# Ladies and Gentlemen, meet the new and improved.........



## gunslinger (May 6, 2007)

Here's what I have so far. The trailer it's on isn't permanent. It still needs a lot of finish work like sand blasting, painting, finish grinding, oven racks, door latch stops and a few other odds and ends. It's a bit lower than I had envisioned, but it'll work. It weighs around 900 lbs.
I don't have a name for it, but I think it looks like a locomotive. I will break in the new firebox next weekend with ABT's, fatties, chickens, brisket, and pork butts. Somewhere between 80 and 100 lbs of meat.
After the big smoke, I'll be mounting to the new trailer and adding a fridge, sink, hot water heater, water tank, generator, and a lot of counter tops for food prep. Maybe even fix it so I can set up a canopy for shade.


----------



## keywesmoke (May 6, 2007)

Maybe call it 009 or Casey?


----------



## pigcicles (May 6, 2007)

That's gonna be an awesome meat smokin machine Tom... can't wait to see the smoke coming out of that stack. How about the name Iron Duke after the locomotive.. see an example here...

http://en.wikipedia.org/wiki/Iron_Du...ive%29#Replica

Keep Smokin


----------



## msmith (May 6, 2007)

Looks great Tom sure a lot different than it used to look. Looking forward to seeing it after you have it completed. Thats gonna be a very nice looking smoking machine. Wish my welding skills were as good as yours you did a great job there.


----------



## deejaydebi (May 6, 2007)

Looks great Tom! It's huge, and does kind of look like an old steam train.  You could name her "Shelby Brown" after the famous St. Louis & Iron Mountain Railroad steam train. 

http://www.rosecity.net/trains/history.html


----------



## chris_harper (May 6, 2007)

Task statement:
Reproduce the smoker thread starting at "Looks great Tom!" and ending at "Railroad steam train.", swapping "huge" for "enormous". Work from the smoker thread by itself.

Dataset section:
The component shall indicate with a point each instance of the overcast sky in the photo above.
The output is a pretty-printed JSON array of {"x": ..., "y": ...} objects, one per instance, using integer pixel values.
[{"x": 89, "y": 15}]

Finished exercise:
Looks great Tom! It's enormous, and does kind of look like an old steam train.  You could name her "Shelby Brown" after the famous St. Louis & Iron Mountain Railroad steam train.